TAREFA PROPOSTA: Verta para o inglês esta frase do texto sobre a Praia das Conchas: "Minc garantiu que os novos guardas-parque vão dedicar atenção especial à causa."

O biólogo lamenta o número reduzido de estudos sobre a fauna marinha da região e garante que até mesmo os pesquisadores se surpreendem com a diversidade de espécies encontradas.


Secretário anuncia ampliação de área protegida no mar
Estudo será usado como base para medida de preservação

PAULO ROBERTO ARAÚJO
pra@oglobo.com.br

Depois de conhecer o estudo sobre as espécies encontradas na Praia das Conchas, o secretário estadual do Ambiente, Carlos Minc, disse que ele servirá como base para a ampliação da área marinha protegida no âmbito do plano de manejo do Parque da Costa do Sol:
- Na elaboração do plano, vamos ampliar a proteção para a área marinha com base nesse e em futuros estudos. Será um local destinado à pesquisa científica e ao turismo ecológico. O trabalho dos biólogos só aumenta nossa responsabilidade com a região.
Minc afirmou, ainda, que a pesquisa valoriza a briga pela preservação das espécies. Ele pretende pedir o material aos pesquisadores para produzir painéis de divulgação da riqueza da fauna local. Minc garantiu que os novos guardas-parque vão dedicar atenção especial à causa. O início da alta temporada na Região dos Lagos, com a chegada do verão, preocupa os biólogos.


Praia é vista como área prioritária para estruturação de parque
Especialistas alertam para risco de redução da biodiversidade local

Chefe do Serviço de Planejamento e Pesquisa Científica do Instituto Estadual do Ambiente (Inea), o biólogo marinho Eduardo Lardosa afirma que a Praia das Conchas é uma das três áreas prioritárias para o projeto de estruturação do Parque da Costa do Sol - as outras são a Ponta da Coroinha, em Arraial do Cabo, e a Duna Branca, em Cabo Frio. O objetivo é ordenar a parte terrestre e a marinha, com a proibição de atividades como o tráfego de jet-skis e a pesca predatória. Ao mesmo tempo, será estimulada a prática esportiva, como canoagem e windsurfe, e a criação de trilhas subaquáticas:
- Esse trecho do parque no Peró tem uma relevância ambiental muito grande, tanto do ponto de vista biológico quanto geológico. É um ambiente que agrega diversas características capazes de fortalecer a vocação para o turismo ecológico - explica Lardosa.
Toxinas contra o câncer podem ser descobertas na região
Responsável pela pesquisa na Praia das Conchas, o biólogo Vinicius Padula alerta para o risco de redução da biodiversidade na região.

DADOS EXTRAÍDOS:
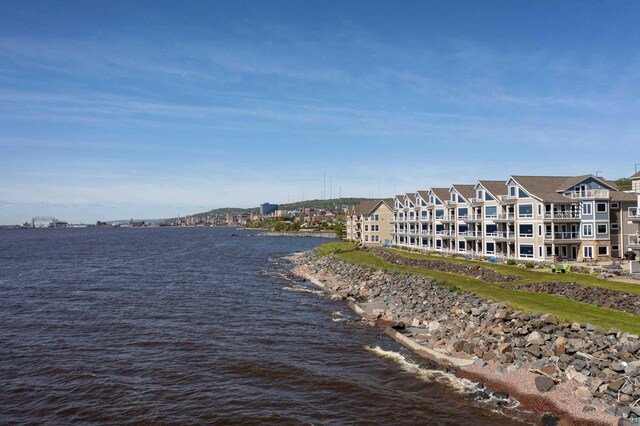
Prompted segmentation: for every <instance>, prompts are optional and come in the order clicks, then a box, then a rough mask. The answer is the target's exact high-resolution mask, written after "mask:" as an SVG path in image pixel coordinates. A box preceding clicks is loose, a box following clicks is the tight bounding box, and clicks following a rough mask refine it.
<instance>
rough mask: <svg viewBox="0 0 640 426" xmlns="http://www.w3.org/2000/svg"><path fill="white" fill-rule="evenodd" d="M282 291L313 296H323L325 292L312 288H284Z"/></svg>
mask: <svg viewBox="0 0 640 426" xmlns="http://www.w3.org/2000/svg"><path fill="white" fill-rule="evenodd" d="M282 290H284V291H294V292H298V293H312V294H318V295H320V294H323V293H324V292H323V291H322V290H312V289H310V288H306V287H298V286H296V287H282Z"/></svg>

---

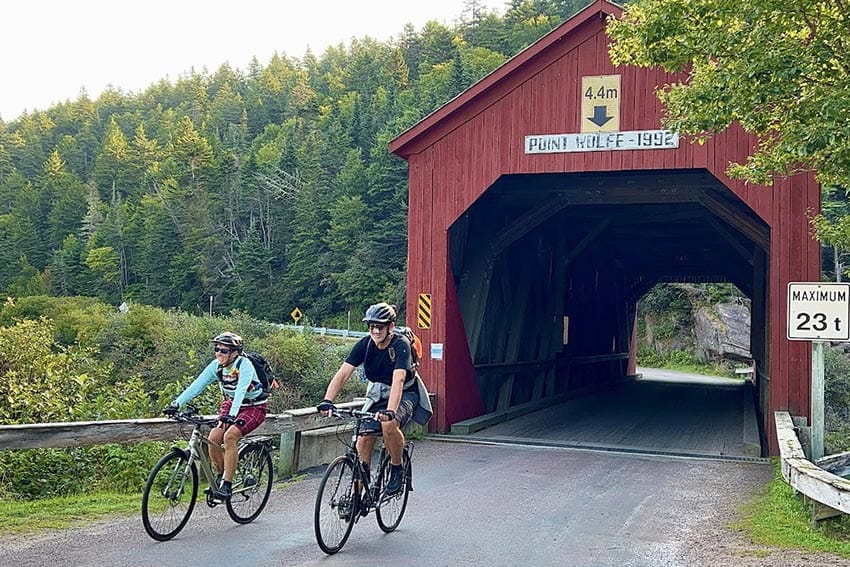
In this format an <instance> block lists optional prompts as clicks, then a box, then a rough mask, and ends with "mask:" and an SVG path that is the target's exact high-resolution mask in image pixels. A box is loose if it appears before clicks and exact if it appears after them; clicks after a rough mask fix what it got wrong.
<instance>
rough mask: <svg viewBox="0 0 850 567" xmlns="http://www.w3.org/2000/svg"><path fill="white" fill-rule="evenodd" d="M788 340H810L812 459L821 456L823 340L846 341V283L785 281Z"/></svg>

RESPOSTA DA TAREFA: Minc gave assurances that the new park rangers will pay special attention to the cause.